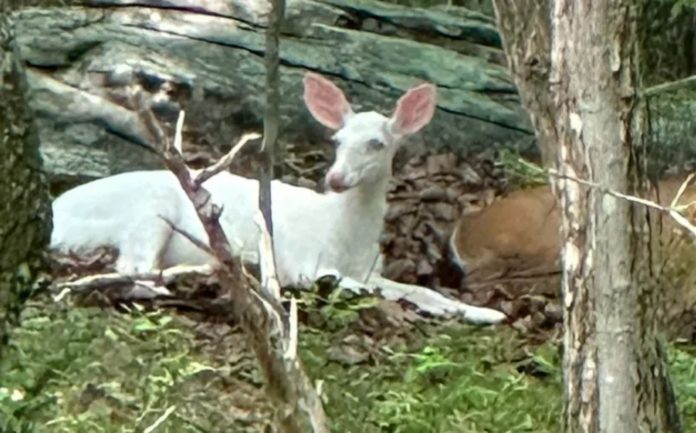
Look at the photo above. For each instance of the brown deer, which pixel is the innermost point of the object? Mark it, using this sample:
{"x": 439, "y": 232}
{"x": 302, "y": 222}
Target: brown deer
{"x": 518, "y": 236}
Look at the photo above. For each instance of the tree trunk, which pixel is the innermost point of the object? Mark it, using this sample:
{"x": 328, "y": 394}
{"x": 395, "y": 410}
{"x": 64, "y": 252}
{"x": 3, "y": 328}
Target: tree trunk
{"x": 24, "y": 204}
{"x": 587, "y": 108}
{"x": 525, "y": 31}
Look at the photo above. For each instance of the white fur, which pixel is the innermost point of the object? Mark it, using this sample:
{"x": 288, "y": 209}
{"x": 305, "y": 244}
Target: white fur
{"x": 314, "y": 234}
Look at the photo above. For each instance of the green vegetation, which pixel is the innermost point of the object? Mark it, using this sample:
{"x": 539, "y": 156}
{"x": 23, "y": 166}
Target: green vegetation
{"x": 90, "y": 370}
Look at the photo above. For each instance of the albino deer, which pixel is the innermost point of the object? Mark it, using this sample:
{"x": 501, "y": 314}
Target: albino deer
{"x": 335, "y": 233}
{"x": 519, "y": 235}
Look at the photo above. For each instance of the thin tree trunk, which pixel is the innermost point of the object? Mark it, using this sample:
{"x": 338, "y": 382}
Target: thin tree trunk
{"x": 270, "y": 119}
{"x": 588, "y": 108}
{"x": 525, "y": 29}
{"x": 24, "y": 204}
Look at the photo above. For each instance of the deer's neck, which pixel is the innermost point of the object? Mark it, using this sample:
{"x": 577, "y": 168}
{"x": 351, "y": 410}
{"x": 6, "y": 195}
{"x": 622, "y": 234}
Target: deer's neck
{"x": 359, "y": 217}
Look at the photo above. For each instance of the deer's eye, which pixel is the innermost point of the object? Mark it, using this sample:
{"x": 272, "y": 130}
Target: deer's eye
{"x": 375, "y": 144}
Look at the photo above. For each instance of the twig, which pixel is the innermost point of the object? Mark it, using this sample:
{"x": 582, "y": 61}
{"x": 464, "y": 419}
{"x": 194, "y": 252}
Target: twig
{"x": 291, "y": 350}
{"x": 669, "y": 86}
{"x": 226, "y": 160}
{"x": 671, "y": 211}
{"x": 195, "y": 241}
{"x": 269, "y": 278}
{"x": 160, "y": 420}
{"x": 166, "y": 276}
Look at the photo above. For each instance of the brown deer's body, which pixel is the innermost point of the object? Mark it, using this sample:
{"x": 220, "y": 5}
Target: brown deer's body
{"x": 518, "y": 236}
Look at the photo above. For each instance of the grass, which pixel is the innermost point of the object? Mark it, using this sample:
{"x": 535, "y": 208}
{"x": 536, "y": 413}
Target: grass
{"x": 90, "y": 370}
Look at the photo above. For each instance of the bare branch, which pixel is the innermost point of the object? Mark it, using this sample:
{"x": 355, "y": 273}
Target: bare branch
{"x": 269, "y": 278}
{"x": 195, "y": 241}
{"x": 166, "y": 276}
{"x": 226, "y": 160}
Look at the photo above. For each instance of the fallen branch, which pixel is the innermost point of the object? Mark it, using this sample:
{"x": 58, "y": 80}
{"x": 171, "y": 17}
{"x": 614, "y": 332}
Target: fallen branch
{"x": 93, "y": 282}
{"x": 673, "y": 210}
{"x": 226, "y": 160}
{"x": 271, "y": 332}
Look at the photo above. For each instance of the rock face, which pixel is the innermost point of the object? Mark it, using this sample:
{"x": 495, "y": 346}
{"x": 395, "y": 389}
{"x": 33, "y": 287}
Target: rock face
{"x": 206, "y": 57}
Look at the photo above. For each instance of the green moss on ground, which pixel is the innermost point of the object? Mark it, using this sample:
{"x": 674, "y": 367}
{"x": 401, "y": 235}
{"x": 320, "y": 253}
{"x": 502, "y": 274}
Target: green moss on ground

--------------------------------------------------

> WHAT YOU ARE ASKED TO DO: Without the images, write out each line of the data verbatim.

> EXERCISE ANSWER:
Look at the photo above. For each instance of the brown deer, which pixel is the innermost point of the object? Mark it, using this sample:
{"x": 439, "y": 232}
{"x": 302, "y": 222}
Target: brown deer
{"x": 518, "y": 236}
Look at the photo above. For each instance of the tree trunk, which pixel is the innermost point of the object? Mark it, using this sample:
{"x": 328, "y": 394}
{"x": 395, "y": 410}
{"x": 64, "y": 252}
{"x": 3, "y": 328}
Target: tree trunk
{"x": 24, "y": 204}
{"x": 587, "y": 108}
{"x": 525, "y": 31}
Look at the photo above. For each instance of the white fur, which pixel is the innermost point of the object? Mark it, using this sample:
{"x": 288, "y": 209}
{"x": 305, "y": 244}
Target: white fur
{"x": 314, "y": 234}
Look at the photo above. For each instance of the green vegetation, which pixel is the innermost point of the object? Mark it, using this sample:
{"x": 539, "y": 156}
{"x": 23, "y": 166}
Target: green vegetation
{"x": 90, "y": 370}
Look at the photo above. For each instance of the albino deer, which pixel is the innermost point of the object? Mark it, using this sample:
{"x": 501, "y": 314}
Target: albino deer
{"x": 335, "y": 233}
{"x": 519, "y": 235}
Look at the photo above. For each instance of the thin tree trunk, which pixel is the innermost point of the object? Mark it, using this sample:
{"x": 338, "y": 382}
Target: thin tree trunk
{"x": 270, "y": 119}
{"x": 588, "y": 108}
{"x": 525, "y": 29}
{"x": 24, "y": 204}
Look at the photo above. For each instance of the deer's neck, which pixel is the innermost point of the object? Mark it, using this sample:
{"x": 577, "y": 168}
{"x": 351, "y": 410}
{"x": 6, "y": 195}
{"x": 622, "y": 234}
Target: deer's neck
{"x": 359, "y": 217}
Look at the photo above. For each instance of the deer's eye, which pixel is the innermost point of the object? Mark it, using this sample:
{"x": 272, "y": 130}
Target: deer's eye
{"x": 375, "y": 144}
Look at the photo above. For each instance of the twig, which pixel is the innermost point of the object? Mark it, using this sample:
{"x": 582, "y": 61}
{"x": 464, "y": 419}
{"x": 194, "y": 252}
Target: twig
{"x": 291, "y": 350}
{"x": 669, "y": 86}
{"x": 226, "y": 160}
{"x": 671, "y": 211}
{"x": 195, "y": 241}
{"x": 269, "y": 278}
{"x": 160, "y": 420}
{"x": 166, "y": 276}
Look at the photo above. For each instance of the brown deer's body, which pixel is the innermost point of the object? Mark it, using this sample:
{"x": 220, "y": 5}
Target: brown deer's body
{"x": 518, "y": 236}
Look at the photo above. For each instance of the grass, which pixel is the innermost point of the object? Mark it, using this sample:
{"x": 535, "y": 208}
{"x": 536, "y": 413}
Target: grass
{"x": 90, "y": 370}
Look at the photo above. For each instance of the bare branch, which pixel is the innermost point of the object? Mark it, using this sample:
{"x": 355, "y": 273}
Target: bare branch
{"x": 269, "y": 278}
{"x": 195, "y": 241}
{"x": 166, "y": 276}
{"x": 226, "y": 160}
Look at the photo above. For each instance of the fallen branch, which pixel is the innermost point of the object? Mark it, using this sample:
{"x": 58, "y": 80}
{"x": 171, "y": 17}
{"x": 614, "y": 332}
Target: fallen branch
{"x": 93, "y": 282}
{"x": 673, "y": 210}
{"x": 226, "y": 160}
{"x": 271, "y": 332}
Look at the photo above. For each instance of the rock face, which pixel is the innermost point of the object? Mark it, using this sample:
{"x": 495, "y": 346}
{"x": 395, "y": 389}
{"x": 33, "y": 287}
Target: rock face
{"x": 206, "y": 57}
Look at the photo above. For each instance of the green moss on ground, which pixel is the innermost point of the object? Mark it, using this sample:
{"x": 674, "y": 367}
{"x": 401, "y": 235}
{"x": 320, "y": 253}
{"x": 502, "y": 274}
Target: green moss on ground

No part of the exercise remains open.